Task goal » Reproduce verbatim the part of the entries below that opens with the line containing "find white wall" and runs through the final line of the entries, including both ends.

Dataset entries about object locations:

----

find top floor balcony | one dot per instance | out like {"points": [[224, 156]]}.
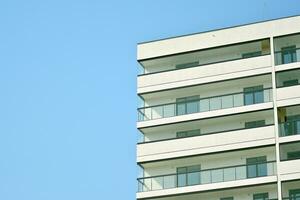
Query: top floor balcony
{"points": [[206, 56], [287, 49]]}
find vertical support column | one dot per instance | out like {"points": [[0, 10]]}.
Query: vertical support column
{"points": [[275, 118]]}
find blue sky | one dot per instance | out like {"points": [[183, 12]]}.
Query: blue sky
{"points": [[68, 81]]}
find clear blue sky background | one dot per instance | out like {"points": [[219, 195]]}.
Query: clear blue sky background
{"points": [[68, 83]]}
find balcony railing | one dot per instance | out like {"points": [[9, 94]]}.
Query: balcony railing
{"points": [[287, 56], [295, 197], [289, 128], [142, 140], [208, 176], [204, 104]]}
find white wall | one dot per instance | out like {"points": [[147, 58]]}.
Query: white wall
{"points": [[219, 37]]}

----

Solution for this exercise »
find white wall | one dot per instance | out like {"points": [[147, 58]]}.
Query: white wall
{"points": [[219, 37]]}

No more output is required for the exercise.